--- Start AVAILABLE DATA ---
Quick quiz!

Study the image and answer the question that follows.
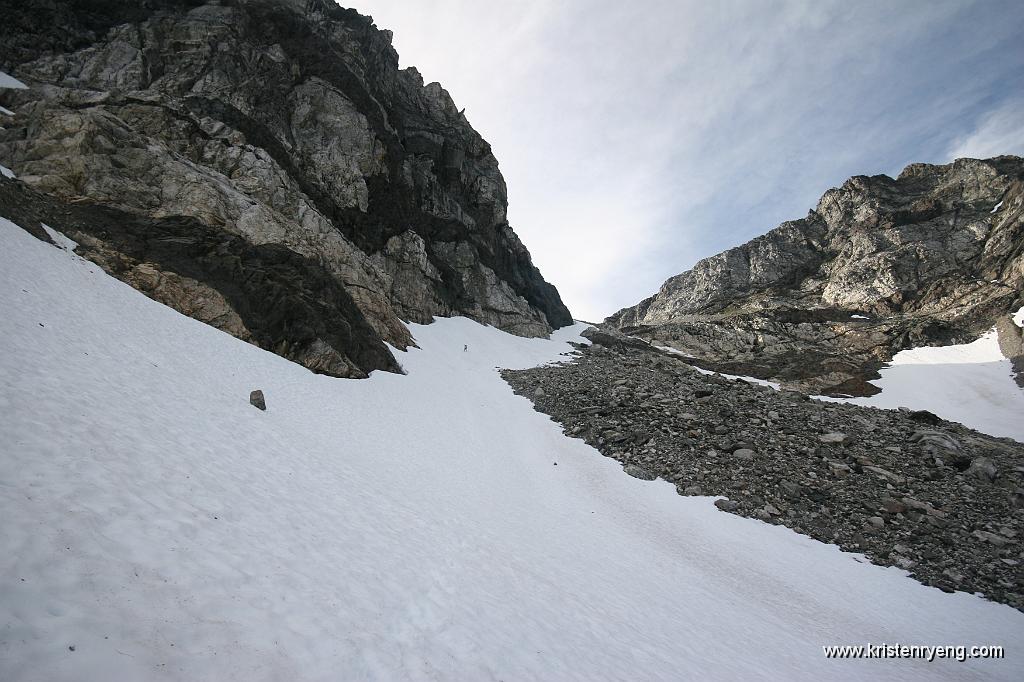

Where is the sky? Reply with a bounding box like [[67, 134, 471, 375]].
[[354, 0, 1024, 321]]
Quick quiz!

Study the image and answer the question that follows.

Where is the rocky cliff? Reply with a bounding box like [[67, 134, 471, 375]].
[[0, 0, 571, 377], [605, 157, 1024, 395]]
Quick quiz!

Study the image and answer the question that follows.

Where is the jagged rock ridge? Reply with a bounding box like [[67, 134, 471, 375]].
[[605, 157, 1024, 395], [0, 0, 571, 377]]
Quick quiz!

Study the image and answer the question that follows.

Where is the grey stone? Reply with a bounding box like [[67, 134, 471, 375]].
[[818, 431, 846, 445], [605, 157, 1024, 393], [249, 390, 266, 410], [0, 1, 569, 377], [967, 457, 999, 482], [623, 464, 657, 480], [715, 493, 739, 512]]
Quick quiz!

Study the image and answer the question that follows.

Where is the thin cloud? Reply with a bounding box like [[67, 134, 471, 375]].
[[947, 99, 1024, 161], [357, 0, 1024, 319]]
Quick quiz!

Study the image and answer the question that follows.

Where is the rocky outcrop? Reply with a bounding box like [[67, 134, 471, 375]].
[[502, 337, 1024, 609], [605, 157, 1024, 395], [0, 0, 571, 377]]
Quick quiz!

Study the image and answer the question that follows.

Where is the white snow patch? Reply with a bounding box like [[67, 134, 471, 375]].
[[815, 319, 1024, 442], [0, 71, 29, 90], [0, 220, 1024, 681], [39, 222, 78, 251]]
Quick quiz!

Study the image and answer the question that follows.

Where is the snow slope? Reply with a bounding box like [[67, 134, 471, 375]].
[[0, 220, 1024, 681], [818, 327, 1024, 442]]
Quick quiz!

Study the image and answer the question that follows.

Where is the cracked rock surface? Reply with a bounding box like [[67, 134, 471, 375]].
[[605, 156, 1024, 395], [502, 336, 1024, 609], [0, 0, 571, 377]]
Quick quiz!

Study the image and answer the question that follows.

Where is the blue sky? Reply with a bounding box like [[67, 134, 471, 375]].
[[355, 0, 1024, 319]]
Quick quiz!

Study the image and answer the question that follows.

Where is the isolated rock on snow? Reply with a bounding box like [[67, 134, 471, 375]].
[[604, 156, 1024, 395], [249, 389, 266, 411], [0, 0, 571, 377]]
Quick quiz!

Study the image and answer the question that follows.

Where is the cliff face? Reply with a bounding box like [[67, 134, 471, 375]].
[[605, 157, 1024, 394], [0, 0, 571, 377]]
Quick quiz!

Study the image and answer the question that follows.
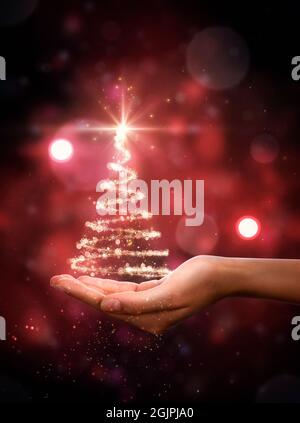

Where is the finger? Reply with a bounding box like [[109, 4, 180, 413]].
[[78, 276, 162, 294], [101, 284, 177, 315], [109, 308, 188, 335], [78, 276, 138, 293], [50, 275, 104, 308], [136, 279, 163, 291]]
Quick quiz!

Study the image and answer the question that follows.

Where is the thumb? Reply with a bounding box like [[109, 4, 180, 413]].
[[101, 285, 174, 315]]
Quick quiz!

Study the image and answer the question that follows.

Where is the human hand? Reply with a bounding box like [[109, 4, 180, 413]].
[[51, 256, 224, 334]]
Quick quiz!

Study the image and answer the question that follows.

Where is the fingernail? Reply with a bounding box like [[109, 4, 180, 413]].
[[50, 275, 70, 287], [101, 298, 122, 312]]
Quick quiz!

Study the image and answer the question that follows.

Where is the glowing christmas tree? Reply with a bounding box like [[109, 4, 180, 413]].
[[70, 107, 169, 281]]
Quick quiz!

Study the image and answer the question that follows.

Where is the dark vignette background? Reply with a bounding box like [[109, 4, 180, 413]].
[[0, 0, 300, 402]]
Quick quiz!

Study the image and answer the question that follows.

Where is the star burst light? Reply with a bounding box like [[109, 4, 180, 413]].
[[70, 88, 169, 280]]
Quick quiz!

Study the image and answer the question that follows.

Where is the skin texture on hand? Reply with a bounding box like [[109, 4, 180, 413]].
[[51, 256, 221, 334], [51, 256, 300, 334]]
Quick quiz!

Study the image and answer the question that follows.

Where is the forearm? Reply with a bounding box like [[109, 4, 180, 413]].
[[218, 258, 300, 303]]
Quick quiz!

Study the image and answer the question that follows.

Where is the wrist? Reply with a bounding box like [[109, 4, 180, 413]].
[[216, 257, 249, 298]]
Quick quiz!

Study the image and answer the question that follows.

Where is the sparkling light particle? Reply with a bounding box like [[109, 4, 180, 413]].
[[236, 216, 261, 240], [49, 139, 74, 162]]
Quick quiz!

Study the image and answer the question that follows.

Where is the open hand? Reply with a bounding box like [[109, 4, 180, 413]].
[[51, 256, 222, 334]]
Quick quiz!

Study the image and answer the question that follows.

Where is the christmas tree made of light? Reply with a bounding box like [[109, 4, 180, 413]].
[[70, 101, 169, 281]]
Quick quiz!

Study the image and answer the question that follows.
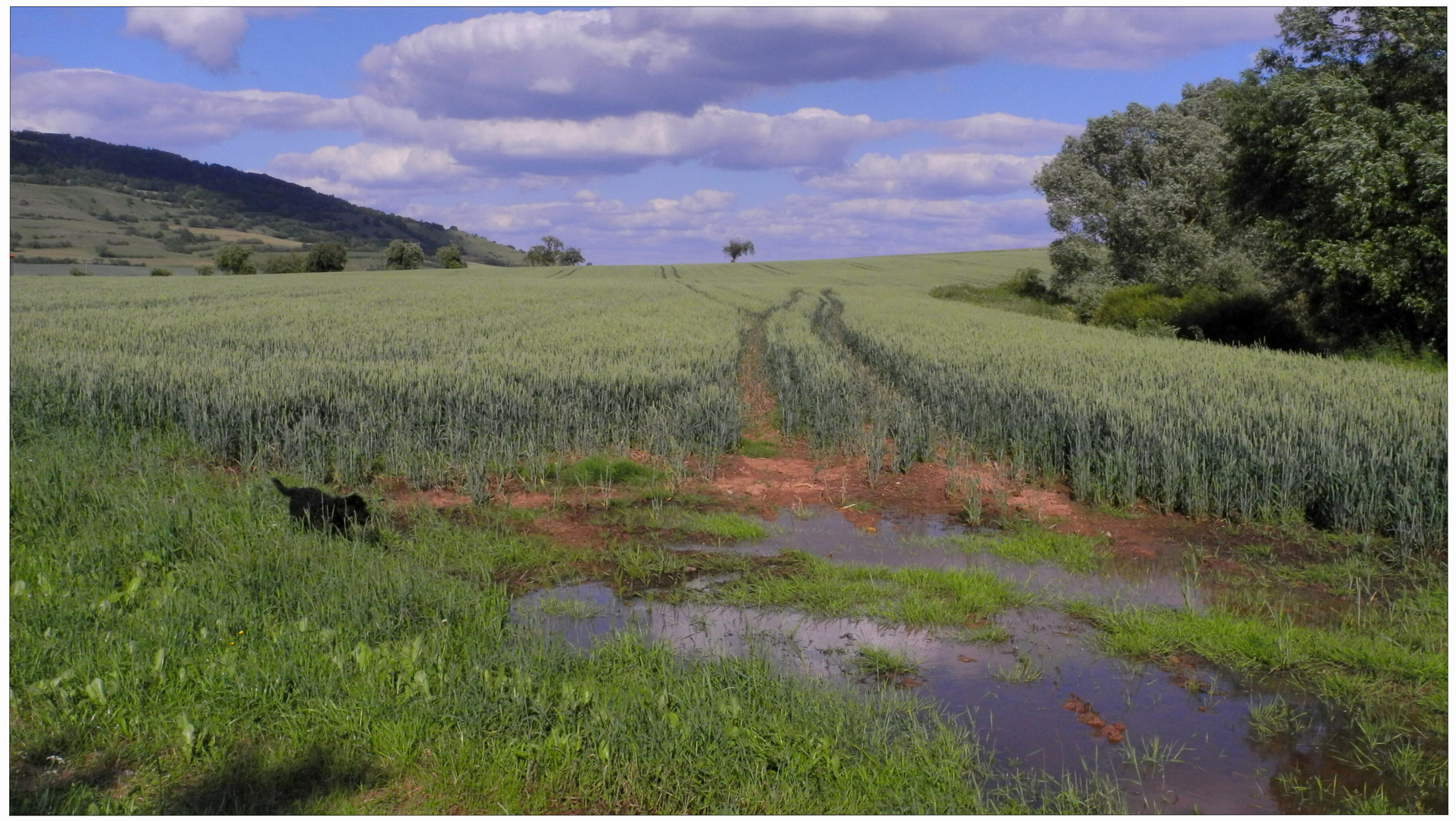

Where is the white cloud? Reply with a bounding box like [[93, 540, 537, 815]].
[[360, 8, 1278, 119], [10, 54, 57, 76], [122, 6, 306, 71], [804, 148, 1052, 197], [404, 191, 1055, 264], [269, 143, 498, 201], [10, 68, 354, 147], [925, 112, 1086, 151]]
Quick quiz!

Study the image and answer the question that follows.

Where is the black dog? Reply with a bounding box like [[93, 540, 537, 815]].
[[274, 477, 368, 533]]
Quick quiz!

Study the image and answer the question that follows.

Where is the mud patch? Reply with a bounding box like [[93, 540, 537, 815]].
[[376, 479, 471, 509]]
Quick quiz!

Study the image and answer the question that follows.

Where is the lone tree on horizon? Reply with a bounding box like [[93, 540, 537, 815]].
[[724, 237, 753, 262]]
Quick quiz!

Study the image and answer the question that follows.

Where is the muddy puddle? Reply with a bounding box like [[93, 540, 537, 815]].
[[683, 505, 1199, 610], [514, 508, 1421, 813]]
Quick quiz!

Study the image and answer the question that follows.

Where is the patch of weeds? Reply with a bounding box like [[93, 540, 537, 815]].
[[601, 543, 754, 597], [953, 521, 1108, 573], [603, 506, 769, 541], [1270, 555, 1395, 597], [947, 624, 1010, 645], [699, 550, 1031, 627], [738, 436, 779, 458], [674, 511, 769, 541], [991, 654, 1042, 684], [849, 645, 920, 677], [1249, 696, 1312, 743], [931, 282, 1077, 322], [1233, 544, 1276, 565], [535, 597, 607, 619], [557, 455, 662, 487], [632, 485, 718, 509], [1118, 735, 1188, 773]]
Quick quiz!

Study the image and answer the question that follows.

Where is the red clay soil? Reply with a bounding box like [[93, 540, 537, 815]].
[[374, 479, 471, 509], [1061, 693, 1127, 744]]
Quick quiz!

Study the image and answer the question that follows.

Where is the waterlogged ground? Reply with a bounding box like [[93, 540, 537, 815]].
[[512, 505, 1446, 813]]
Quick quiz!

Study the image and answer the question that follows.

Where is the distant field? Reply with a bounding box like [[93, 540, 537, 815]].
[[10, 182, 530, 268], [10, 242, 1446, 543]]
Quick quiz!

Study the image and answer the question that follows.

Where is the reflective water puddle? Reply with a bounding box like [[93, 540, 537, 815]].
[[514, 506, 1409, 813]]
--- End AVAILABLE DATA ---
List every line of the data above that contains the word "tree".

→ THE ANSWER
Where is the glowing christmas tree? Reply with a bounding box like [[109, 4, 180, 413]].
Where is the christmas tree made of light? Reply with a bounding box like [[109, 4, 180, 413]].
Where is the lone tree on horizon? Reply with a bounding box like [[93, 540, 537, 815]].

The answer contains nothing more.